What to produce: Word for word, restate the entries below and exclude every image.

Supplied records:
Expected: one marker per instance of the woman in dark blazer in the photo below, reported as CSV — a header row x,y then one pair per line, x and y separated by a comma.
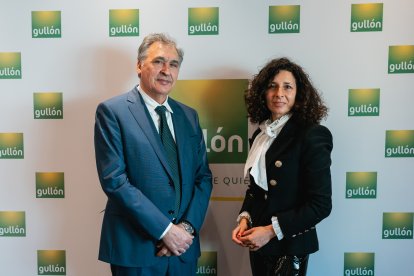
x,y
289,168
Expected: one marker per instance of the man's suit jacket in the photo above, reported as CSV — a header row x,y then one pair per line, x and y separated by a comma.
x,y
134,174
299,188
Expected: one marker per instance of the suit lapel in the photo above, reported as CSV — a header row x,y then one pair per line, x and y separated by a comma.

Task answer:
Expected: one marker per instance of the woman in dark blazer in the photo below, reported as CSV — a header row x,y then one pair per line, x and y separated by a comma.
x,y
289,168
Expected: one marker per instance of the man's suit jacket in the photo above, reported as CSV — a header row x,y then one pair per line, x and y separated by a comma.
x,y
134,174
299,188
Expected: one marker per instance of the suit lapel in the photo above, reported as CSV — a header row x,y then one pair per line, x and y separated by a comma.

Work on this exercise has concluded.